» WORK REQUIRED:
Can you quote the lines below exactly, starting at the line with "If you could locate the finger" and going through the last one?

» TASK MATERIAL:
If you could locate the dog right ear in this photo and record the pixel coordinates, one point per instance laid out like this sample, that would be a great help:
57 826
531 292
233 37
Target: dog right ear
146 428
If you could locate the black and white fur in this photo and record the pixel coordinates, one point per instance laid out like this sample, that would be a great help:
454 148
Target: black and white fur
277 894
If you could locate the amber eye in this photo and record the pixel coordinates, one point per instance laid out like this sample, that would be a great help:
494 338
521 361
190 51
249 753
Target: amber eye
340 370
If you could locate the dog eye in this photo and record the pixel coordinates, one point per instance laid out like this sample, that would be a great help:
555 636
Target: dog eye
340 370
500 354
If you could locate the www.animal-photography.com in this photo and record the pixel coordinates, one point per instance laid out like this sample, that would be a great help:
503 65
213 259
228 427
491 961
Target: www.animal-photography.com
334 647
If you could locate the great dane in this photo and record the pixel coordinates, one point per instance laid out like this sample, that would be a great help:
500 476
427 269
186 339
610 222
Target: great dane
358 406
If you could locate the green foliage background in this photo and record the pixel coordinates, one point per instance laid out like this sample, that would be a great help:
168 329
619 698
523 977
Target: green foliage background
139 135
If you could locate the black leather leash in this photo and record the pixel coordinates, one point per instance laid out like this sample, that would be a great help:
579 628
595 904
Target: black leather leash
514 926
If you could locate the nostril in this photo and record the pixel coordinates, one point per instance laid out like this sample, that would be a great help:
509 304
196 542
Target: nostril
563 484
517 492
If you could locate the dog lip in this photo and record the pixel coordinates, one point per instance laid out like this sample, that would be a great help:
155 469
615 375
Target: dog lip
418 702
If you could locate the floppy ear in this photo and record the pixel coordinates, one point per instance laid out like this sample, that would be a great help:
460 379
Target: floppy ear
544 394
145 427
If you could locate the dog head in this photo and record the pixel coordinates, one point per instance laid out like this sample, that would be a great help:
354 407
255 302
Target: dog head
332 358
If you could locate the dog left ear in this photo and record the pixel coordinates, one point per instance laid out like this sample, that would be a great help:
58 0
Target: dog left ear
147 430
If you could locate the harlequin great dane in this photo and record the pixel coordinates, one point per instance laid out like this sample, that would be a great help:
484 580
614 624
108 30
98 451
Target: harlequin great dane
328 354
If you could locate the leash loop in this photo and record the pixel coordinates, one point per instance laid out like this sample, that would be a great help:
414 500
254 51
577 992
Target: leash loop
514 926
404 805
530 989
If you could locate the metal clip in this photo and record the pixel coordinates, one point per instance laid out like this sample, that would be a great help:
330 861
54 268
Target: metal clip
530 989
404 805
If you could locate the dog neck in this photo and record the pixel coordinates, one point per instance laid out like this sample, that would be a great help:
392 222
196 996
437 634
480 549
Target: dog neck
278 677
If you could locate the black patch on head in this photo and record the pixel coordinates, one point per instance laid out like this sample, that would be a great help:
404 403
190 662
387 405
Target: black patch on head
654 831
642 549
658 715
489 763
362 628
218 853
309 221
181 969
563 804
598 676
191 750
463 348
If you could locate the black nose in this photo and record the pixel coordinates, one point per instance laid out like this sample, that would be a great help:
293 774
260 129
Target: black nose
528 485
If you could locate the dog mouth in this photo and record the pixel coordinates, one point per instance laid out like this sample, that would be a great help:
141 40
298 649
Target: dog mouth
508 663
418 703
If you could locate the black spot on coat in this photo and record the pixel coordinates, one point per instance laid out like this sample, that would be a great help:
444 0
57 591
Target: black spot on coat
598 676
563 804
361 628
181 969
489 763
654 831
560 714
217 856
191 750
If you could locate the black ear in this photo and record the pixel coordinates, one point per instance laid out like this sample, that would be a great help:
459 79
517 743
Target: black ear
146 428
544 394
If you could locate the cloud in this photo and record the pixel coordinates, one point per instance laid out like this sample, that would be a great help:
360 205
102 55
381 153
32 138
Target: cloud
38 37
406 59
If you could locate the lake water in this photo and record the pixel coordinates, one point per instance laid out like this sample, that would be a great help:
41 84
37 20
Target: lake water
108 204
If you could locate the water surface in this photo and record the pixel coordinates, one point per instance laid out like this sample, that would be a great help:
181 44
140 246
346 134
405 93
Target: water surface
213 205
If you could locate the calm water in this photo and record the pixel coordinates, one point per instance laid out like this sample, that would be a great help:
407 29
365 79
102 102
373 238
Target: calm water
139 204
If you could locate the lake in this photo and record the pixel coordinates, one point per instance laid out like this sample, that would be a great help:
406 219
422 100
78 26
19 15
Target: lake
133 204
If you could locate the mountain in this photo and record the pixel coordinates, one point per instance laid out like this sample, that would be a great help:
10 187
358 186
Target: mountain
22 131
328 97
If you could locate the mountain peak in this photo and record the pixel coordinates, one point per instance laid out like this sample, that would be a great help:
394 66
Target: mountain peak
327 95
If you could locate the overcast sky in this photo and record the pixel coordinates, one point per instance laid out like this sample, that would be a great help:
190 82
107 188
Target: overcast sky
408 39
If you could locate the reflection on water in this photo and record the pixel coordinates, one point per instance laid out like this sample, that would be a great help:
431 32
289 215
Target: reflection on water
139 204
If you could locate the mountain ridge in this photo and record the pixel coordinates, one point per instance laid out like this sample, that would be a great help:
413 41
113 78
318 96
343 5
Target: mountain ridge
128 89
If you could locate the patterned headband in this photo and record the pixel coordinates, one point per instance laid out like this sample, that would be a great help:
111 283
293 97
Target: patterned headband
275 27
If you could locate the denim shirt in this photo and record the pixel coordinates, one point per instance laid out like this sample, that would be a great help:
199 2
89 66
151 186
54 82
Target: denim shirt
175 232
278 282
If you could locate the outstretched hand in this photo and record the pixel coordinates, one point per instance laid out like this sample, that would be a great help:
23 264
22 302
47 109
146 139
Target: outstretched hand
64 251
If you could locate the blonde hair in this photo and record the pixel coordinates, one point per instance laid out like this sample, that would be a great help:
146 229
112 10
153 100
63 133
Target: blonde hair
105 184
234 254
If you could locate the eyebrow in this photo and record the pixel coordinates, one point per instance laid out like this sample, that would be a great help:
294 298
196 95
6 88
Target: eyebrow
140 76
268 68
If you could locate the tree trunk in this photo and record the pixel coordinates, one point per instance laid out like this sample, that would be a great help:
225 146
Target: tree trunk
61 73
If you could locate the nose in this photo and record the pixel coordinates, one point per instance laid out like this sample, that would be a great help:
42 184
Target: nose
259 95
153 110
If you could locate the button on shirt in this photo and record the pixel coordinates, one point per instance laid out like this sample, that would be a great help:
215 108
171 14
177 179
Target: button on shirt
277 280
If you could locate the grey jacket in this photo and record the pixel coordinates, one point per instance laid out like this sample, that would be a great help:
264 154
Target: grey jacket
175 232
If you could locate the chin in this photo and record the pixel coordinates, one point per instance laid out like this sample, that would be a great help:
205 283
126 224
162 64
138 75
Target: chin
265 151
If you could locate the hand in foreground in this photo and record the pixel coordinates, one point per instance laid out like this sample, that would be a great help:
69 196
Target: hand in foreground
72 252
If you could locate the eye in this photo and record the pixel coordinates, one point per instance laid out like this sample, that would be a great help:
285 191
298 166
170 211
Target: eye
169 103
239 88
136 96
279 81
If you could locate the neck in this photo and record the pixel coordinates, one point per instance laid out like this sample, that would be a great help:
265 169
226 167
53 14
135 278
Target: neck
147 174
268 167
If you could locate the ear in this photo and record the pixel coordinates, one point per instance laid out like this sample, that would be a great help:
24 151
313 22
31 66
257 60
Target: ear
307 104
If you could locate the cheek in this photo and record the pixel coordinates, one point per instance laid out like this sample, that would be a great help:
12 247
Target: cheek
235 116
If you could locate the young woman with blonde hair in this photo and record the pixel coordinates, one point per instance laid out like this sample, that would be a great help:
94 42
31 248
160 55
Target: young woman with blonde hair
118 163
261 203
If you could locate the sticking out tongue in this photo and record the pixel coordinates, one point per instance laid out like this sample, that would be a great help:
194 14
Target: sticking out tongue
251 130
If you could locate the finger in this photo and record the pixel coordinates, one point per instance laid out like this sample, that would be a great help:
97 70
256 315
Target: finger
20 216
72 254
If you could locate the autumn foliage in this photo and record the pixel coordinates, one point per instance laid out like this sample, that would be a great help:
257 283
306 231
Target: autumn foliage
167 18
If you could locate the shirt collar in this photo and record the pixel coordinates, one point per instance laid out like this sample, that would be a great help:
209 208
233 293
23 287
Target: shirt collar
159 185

» TASK RESULT:
If you could locate the finger in this photo and record the pixel coordinates, one point per instance laid out like this sample, that would be a great help:
97 70
256 315
Target: finger
20 216
72 254
If you could locate the autumn foliage in this photo and record the pixel coordinates, one point per instance laid out like this sample, that would be a great help:
257 283
306 231
Target: autumn foliage
167 18
If you could locate the shirt collar in this photo and record the pixel coordinates, one point per instance laid out like this sample, that would be a great help:
209 208
233 293
23 287
Target: shirt collar
159 185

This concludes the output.